* [Given passage]:
--
Segmentation of Magnetic Resonance Brain Images Using Watershed Algorithm
Abdurrahim, Salem Hamed (2004) Segmentation of Magnetic Resonance Brain Images Using Watershed Algorithm. Masters thesis, Universiti Putra Malaysia.
An important area of current research is obtaining more information about brain structure and function. Brain tissue is particularly complex structure and its segmentation is an important step for studies intemporal change, detection of morphology as well as visualization in surgical planning, volume estimation of objects of interest, and more could benefit enormously from segmentation. Magnetic resonance imaging (MRI) is a noninvasive method for producing tomographic images of the human brain. Its Segmentation is problematic due to radio frequency inhomogeneity, caused by inaccuracies in the magnetic resonance scanner and by movement of the patient which produce intensity variation over the image, and that makes every segmentation method fail. The aim of this work is the development of a segmentation technique for efficient and accurate segmentation of MR brain images. The proposed technique based on the watershed algorithm, which is applied to the gradient magnitude of the MRI data. The watershed segmentation algorithm is a very powerful segmentation tool, but it also has difficulty in segmenting MR images due to noise and shading effect present. The known drawback of the watershed algorithm, over-segmentation, is strongly reduced by making the system interactive (semi-automatic), by placing markers manually in the region of interest which is the brain as well as in the background. The background markers are needed to define the external contours of the brain. The final part of the segmentation takes place once the gradient magnitudes of the MRI data are calculated and markers have been obtained from each region. Catchment’s basins originate from each of the markers, resulting in a common line of separation between brain and surrounding. The proposed segmentation technique is tested and evaluated on brain images taken from brainweb. Brainweb is maintained by the Brain Imaging Center at the Montreal Neurological Institute. The images had a combination of noise and intensity non-uniformity (INU). By making the system semi-automatic, a good segmentation result was obtained under all the conditions (different noise levels and intensity non uniformity). It is also proven that the placement of internal and external markers into regions of interest (i.e. making the system interactive) can easily cope with the over-segmentation problem of the watershed.
--
* [What is required]:
Does each statement agree with the abstract on watershed segmentation of MR brain images? Answer yes or no for each, quoting the deciding words.
1. Markers are placed manually only inside the brain.
2. The watershed algorithm is applied to the gradient magnitude of the MRI data.
3. Brainweb is maintained by the Brain Imaging Center at the Montreal Neurological Institute.
Draw only on the abstract itself.

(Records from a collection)
--
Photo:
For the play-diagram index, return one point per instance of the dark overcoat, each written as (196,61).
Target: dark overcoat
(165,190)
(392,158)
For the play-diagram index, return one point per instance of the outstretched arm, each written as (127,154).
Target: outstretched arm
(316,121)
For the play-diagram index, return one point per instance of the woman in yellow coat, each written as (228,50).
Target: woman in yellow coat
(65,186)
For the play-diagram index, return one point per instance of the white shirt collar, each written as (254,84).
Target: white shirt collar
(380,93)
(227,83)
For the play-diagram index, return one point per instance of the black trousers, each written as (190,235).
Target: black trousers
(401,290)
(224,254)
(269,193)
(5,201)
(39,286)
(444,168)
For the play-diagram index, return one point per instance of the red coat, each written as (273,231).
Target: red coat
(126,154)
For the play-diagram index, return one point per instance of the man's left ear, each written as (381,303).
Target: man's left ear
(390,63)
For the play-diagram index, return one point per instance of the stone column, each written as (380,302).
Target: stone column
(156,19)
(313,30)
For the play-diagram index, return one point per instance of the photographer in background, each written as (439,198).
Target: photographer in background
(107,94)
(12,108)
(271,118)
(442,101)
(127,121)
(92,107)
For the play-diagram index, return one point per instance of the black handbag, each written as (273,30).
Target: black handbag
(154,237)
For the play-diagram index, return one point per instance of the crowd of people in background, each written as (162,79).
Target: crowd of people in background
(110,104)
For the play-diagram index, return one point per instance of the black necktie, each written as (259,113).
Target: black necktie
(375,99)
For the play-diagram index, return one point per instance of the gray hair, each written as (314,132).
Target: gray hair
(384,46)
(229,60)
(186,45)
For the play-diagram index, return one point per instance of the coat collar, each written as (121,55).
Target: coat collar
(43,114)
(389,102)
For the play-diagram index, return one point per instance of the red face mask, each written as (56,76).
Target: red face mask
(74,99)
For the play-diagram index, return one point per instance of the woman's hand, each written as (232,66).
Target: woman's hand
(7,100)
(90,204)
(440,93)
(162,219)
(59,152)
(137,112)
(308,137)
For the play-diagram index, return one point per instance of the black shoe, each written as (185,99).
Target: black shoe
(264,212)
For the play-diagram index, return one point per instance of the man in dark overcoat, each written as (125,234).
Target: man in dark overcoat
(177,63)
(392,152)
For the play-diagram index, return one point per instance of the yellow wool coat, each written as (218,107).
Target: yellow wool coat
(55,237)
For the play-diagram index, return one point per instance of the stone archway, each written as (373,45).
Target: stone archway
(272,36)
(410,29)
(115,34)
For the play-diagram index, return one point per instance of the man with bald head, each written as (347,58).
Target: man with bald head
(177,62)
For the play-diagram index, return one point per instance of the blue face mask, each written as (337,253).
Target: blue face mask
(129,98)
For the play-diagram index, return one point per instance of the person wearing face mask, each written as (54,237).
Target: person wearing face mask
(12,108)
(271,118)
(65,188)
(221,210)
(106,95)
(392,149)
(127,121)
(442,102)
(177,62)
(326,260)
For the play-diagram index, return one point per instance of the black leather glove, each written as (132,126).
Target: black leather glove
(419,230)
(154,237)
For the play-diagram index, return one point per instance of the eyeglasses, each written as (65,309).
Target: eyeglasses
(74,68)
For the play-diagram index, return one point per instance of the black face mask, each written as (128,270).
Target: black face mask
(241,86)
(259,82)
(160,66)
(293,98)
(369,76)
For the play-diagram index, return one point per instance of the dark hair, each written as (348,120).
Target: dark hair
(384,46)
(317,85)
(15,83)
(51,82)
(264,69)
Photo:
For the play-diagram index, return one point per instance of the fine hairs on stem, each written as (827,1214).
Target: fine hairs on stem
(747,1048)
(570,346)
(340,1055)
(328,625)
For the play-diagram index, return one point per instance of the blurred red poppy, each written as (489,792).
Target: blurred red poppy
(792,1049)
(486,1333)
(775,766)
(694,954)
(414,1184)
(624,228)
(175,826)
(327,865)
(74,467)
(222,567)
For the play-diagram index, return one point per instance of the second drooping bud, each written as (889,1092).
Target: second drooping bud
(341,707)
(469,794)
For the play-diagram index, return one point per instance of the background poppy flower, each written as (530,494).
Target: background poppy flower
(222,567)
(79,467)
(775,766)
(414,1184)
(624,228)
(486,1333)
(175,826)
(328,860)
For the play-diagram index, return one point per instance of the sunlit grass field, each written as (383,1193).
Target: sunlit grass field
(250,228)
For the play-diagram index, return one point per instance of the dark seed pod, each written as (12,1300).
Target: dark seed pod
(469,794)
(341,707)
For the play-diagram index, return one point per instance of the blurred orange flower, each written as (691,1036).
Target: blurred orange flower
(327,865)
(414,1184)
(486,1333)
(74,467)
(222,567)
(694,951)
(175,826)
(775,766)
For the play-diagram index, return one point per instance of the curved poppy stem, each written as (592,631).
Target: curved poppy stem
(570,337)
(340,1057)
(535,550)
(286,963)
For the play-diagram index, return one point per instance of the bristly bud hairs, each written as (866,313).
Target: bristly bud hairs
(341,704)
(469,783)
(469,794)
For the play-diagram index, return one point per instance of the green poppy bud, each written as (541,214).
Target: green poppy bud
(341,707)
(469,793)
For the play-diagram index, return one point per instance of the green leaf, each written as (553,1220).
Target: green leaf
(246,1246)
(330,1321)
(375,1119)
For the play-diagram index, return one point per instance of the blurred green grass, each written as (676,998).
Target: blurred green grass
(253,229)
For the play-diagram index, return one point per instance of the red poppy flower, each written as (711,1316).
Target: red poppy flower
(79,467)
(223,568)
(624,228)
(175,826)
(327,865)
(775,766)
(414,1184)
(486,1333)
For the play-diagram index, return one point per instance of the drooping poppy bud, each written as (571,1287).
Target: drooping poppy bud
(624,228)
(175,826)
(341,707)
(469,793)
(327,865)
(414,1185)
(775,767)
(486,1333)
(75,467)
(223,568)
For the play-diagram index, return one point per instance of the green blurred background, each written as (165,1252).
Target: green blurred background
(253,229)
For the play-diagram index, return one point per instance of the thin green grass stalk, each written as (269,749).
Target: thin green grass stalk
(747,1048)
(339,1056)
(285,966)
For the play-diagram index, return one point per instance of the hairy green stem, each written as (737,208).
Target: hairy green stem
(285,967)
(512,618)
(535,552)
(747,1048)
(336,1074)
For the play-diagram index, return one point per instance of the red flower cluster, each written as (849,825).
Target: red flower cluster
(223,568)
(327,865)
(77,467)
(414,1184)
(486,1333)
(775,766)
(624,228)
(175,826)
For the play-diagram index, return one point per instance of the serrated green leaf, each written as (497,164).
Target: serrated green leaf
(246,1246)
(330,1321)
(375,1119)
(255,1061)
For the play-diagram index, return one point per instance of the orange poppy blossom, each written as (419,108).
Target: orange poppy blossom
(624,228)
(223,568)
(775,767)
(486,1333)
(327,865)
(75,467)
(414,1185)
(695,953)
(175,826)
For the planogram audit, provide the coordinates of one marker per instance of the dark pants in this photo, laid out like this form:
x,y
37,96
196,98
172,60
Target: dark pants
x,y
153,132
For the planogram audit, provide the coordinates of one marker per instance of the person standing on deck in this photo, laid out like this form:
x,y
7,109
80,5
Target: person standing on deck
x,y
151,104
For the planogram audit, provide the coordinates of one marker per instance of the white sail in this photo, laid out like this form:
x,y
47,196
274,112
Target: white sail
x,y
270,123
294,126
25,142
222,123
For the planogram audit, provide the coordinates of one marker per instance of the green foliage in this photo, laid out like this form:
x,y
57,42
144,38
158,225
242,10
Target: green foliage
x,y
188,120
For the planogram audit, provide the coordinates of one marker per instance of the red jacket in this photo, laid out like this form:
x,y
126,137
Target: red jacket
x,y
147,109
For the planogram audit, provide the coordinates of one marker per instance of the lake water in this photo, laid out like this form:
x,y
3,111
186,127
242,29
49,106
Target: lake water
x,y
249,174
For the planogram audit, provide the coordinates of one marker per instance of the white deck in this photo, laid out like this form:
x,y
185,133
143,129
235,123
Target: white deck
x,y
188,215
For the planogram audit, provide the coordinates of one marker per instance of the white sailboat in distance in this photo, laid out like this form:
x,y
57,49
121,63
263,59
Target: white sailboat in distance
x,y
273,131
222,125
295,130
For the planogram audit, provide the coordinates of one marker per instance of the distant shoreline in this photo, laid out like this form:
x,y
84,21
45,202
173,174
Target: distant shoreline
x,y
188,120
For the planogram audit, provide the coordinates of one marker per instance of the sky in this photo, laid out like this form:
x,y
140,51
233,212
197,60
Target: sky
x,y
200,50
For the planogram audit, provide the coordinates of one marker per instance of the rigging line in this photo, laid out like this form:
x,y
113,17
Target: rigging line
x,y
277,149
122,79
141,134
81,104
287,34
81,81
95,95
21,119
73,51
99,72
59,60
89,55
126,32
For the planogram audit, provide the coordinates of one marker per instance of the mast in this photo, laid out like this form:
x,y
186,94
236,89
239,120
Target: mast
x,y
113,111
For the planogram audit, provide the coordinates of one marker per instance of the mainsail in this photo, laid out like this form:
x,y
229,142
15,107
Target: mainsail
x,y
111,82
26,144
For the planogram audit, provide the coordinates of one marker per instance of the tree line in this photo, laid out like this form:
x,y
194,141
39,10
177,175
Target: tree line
--
* [Answer box]:
1. No: "by placing markers manually in the region of interest which is the brain as well as in the background"
2. Yes: "which is applied to the gradient magnitude of the MRI data"
3. Yes: "Brainweb is maintained by the Brain Imaging Center at the Montreal Neurological Institute."